### Exercise
The finished copy must match the records exactly, except that it contains no pictures.

═══ Dataset entries

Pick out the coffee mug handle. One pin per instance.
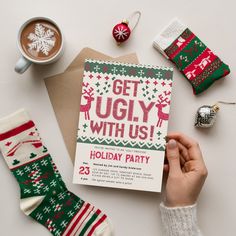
(22, 65)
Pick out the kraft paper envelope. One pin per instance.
(65, 93)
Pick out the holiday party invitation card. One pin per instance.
(123, 123)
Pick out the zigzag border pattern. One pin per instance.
(125, 69)
(121, 143)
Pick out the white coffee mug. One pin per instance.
(25, 61)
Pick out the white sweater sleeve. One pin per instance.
(180, 221)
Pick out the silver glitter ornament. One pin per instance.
(206, 115)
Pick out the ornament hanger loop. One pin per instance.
(230, 103)
(137, 15)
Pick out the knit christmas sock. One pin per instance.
(44, 195)
(192, 57)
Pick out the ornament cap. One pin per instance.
(215, 108)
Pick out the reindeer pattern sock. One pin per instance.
(43, 194)
(192, 57)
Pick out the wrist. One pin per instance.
(179, 203)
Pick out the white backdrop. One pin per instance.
(89, 23)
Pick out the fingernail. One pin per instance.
(172, 144)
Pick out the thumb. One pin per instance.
(172, 153)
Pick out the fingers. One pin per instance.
(173, 156)
(184, 155)
(189, 143)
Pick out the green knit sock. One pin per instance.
(44, 195)
(200, 66)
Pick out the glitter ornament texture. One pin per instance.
(206, 116)
(121, 32)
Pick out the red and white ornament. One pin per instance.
(121, 32)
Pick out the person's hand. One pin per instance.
(186, 170)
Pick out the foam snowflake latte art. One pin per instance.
(41, 40)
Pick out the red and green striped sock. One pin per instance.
(44, 195)
(192, 57)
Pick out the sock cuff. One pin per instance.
(180, 219)
(13, 120)
(168, 35)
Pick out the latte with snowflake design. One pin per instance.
(41, 40)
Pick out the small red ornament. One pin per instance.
(121, 32)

══════

### Answer box
Pick out the coffee mug handle. One pin per instance.
(22, 65)
Pick out the kraft paper envelope. One pin per instance.
(65, 93)
Pick out the holiday party invitation card. One pin per instance.
(123, 123)
Pick out the zigzag border pattern. One pin per instance.
(125, 69)
(121, 143)
Pick out the white coffee mug. One pin per instance.
(25, 61)
Pick out the white sweater sleeve. One pin per instance.
(180, 221)
Pick out the silver glitter ornament. One pin per instance.
(206, 115)
Pick out the ornament hanger loop. One pin per instance.
(230, 103)
(137, 15)
Pick out the knit christmas sock. One pin per instance.
(44, 195)
(192, 57)
Pick out the ornament cap. One pin per instance.
(215, 108)
Pick out the reindeer pattern sock. One pin per instance.
(43, 194)
(192, 57)
Pick out the wrist. One pin per instance.
(179, 203)
Pick out the white backdrop. One pin per instance.
(89, 23)
Pick out the fingernail. One pin per instance.
(172, 144)
Pick out the thumb. One pin per instance.
(172, 153)
Pick out the fingers. One pin per instance.
(173, 156)
(184, 155)
(189, 143)
Pick out the green knit sock. One pin per instance.
(44, 195)
(200, 66)
Pick out the glitter ornament texture. One pin per instance.
(206, 116)
(121, 32)
Pick out the red and white ornament. One pin per instance.
(121, 32)
Pick out the person's hand. One pin per instance.
(186, 170)
Pick out the foam snowflake latte art. One pin per instance.
(41, 40)
Pick out the red and green striped sock. One pin per instance.
(44, 195)
(192, 57)
Pick out the sock cuff. One pin per instance.
(180, 219)
(13, 120)
(168, 35)
Pick out the latte with snowflake design. One pin per instance.
(41, 40)
Pick out the small red ornament. One pin per instance.
(121, 32)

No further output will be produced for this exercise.